Provided information |
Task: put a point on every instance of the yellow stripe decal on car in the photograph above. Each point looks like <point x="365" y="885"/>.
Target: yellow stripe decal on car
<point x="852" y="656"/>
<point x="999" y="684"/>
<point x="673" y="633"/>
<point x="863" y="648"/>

Task prompt | Write every line of the items above as a JSON list of strings, with one string per line and blank lines omitted.

Task result |
[
  "Task: put a point on every instance of the yellow stripe decal on car in the photograph above. Each point looks like <point x=\"365\" y=\"885\"/>.",
  "Target: yellow stripe decal on car",
  "<point x=\"852\" y=\"656\"/>",
  "<point x=\"999\" y=\"684\"/>",
  "<point x=\"673\" y=\"633\"/>",
  "<point x=\"863\" y=\"648\"/>"
]